**Vorliegender Text:**
-*-

Claudia Kemfert: Wünschenswert wäre eigentlich, dass die Bundesregierung mehr Vorhaben aus ihrem Koalitionsvertrag umgesetzt hätte – wie beispielsweise, dass keine neuen Öl- und Gasbohrungen stattfinden und dass zudem das Klimageld ausgezahlt wird.
Die Novelle des Baugesetzbuchs zum besseren Hitzeschutz, das Energieeffizienzgesetz und die Umsetzung der weiteren Stufen des EU-Emissionshandels sowie EU-Vorhaben zum beschleunigten Ausbau erneuerbarer Energien sollten idealerweise noch beschlossen werden.
Claudia Kemfert
leitet die Energieabteilung am Deutschen Institut für Wirtschaftsforschung (DIW). Sie ist Professorin für Energiewirtschaft und Energiepolitik an der Universität Lüneburg, außerdem Vize-Vorsitzende des Sachverständigenrats für Umweltfragen der Bundesregierung und Herausgeberratsmitglied von Klimareporter°.
Aber welche Projekte haben denn ernsthaft noch eine Chance?
Schwer zu sagen, vermutlich haben das Kohlenstoff-Speichergesetz und auch die Kraftwerksstrategie zur Gewährleistung der Versorgungssicherheit dank FDP und CDU eine Chance. Genauso das Wasserstoff-Beschleunigungsgesetz. Alle Vorhaben sehe ich in der jetzigen Form sehr kritisch, aber mit einer konservativ geführten Regierung würden Sie künftig vermutlich noch mehr verschlimmbessert werden.

-*-

**Angezeigte Daten:**
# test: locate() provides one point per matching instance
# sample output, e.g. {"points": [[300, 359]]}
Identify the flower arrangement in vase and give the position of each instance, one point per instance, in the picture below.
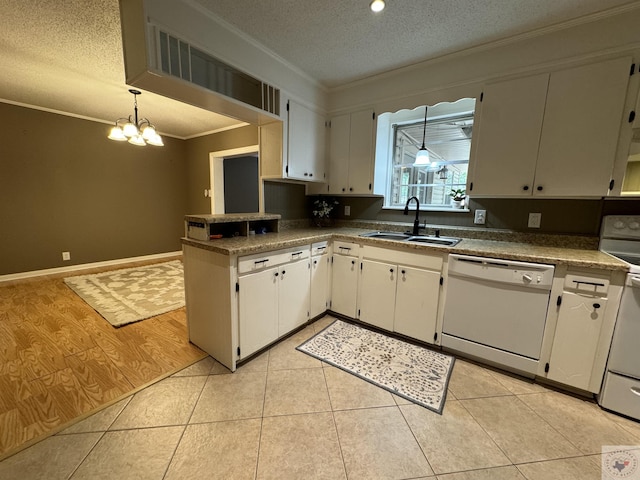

-*-

**Aufgabe 1:**
Beantworte anhand des Interviewauszugs diese Fragen:
(a) Welche Abteilung leitet Claudia Kemfert am Deutschen Institut für Wirtschaftsforschung?
(b) An welcher Universität ist sie Professorin für Energiewirtschaft und Energiepolitik?
(c) Welches Gesetz hat nach ihrer Einschätzung genauso wie das Kohlenstoff-Speichergesetz und die Kraftwerksstrategie eine Chance?
**Aufgabe 2:** Fasse den Interviewauszug in genau zwei Sätzen zusammen.
**Aufgabe 3:** Liste alle Vorhaben auf, die laut dem Interviewauszug idealerweise noch beschlossen werden sollten.

**Lösung 1:**
(a) Die Energieabteilung.
(b) An der Universität Lüneburg.
(c) Das Wasserstoff-Beschleunigungsgesetz.

**Lösung 2:** Claudia Kemfert hätte sich gewünscht, dass die Bundesregierung mehr Vorhaben aus ihrem Koalitionsvertrag umgesetzt hätte, etwa den Verzicht auf neue Öl- und Gasbohrungen und die Auszahlung des Klimageldes, und sie nennt weitere Vorhaben, die idealerweise noch beschlossen werden sollten. Eine Chance sieht sie vermutlich für das Kohlenstoff-Speichergesetz, die Kraftwerksstrategie und das Wasserstoff-Beschleunigungsgesetz, die sie in der jetzigen Form allerdings sehr kritisch sieht.

**Lösung 3:**
- die Novelle des Baugesetzbuchs zum besseren Hitzeschutz
- das Energieeffizienzgesetz
- die Umsetzung der weiteren Stufen des EU-Emissionshandels
- EU-Vorhaben zum beschleunigten Ausbau erneuerbarer Energien